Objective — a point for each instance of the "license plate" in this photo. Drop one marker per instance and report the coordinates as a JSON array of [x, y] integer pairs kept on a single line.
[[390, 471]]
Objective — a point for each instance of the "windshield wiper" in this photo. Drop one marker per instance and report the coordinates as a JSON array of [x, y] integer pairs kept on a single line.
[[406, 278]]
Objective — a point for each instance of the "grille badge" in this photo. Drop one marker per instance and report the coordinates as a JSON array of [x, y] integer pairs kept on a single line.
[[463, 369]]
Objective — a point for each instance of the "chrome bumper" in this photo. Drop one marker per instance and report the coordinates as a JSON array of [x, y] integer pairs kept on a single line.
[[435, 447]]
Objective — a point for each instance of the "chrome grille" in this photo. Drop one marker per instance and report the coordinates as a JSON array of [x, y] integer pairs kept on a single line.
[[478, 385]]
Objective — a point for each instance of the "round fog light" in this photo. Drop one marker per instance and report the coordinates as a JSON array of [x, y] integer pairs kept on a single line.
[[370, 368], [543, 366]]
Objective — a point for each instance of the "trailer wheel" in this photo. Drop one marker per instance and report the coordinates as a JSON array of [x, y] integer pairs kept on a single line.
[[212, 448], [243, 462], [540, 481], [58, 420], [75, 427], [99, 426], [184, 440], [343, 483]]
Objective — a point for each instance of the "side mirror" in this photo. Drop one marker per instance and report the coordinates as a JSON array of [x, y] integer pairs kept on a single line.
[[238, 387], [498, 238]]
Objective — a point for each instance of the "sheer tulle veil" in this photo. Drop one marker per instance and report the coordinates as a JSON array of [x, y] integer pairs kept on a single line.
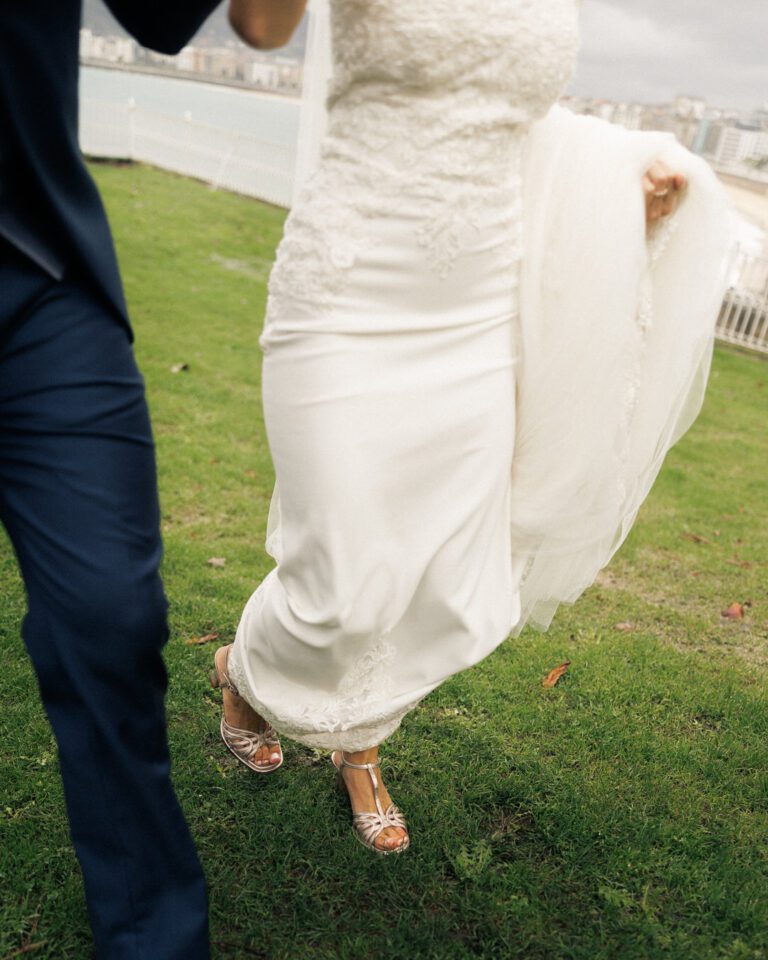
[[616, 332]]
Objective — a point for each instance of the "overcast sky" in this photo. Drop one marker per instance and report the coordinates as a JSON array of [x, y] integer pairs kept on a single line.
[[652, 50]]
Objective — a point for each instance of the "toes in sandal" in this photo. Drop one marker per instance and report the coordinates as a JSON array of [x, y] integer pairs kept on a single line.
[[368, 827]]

#### [WHAT YOU ARE ASKED TO DO]
Switch "photo" to "image" throughout the listing above and write the whole listing out again with nothing else changed. Leave the pictures out.

#### [ANSWER BELOW]
Objective — a point for each instance of the "license plate" in this image. Drop one marker per instance and report the coordinates as a JSON array of [x, y] integer pairs kept on a single line.
[[390, 471]]
Objective — a point for each instance of the "windshield wiper" in this image. Drop one marker per instance and report the coordinates as a JSON array of [x, y] integer pairs kept on a single line.
[[406, 278]]
Objective — a point for each instance of the "grille badge" in this image. Drop one marker per instance and report the coordinates as a JSON array of [x, y] integer pairs kept on a single line.
[[463, 369]]
Objective — a point for each instance of the "chrome bumper" in this image. Drop one marker per instance and report the coordinates as a JSON array of [x, y] integer pairs kept on a single line.
[[435, 447]]
Objective — a point for each instance of the "chrome grille" in this image. Drop one marker per instance and report the coordinates as a JSON array of [x, y] integer pairs kept on a single line.
[[478, 385]]
Objective — a point for each instance of the "round fog light" in this image. Drop one marker per instance and report the coordinates as a JSON array of [x, y] integer pairs kept on a single line.
[[370, 368], [543, 366]]
Objective — a point for each instance of the "trailer wheel" in this image. Drop one marker per instance and report the coordinates as a JSON array of [x, y] integer pairs kept on a single line.
[[212, 448], [243, 462], [540, 481], [58, 420], [75, 427], [99, 426], [184, 440], [343, 483]]
Objective — a point for each instance of the "side mirror" in this image. Drop one marker per instance and report the coordinates as a JSON array of [x, y] integer pairs kept on a single line.
[[238, 387], [498, 238]]
Objective — a point for each instance of the "sheer tulle veil" in this image. Drop one marker per instance and report the coordinates as a JSON array of [x, y] integer pairs kept on a single line.
[[616, 332]]
Objective — a point for each instance of the "overcast sky" in this image. Drop one marker per instance and report the coordinates as a JSON array of [x, y] integer pairs kept on a single line.
[[652, 50]]
Objective — a point for each instance of the "toes in sandal" in this image. Drop one marker per instance and report the coordinates as a JSON array of [x, y] integer pairs kept on a single line.
[[368, 827]]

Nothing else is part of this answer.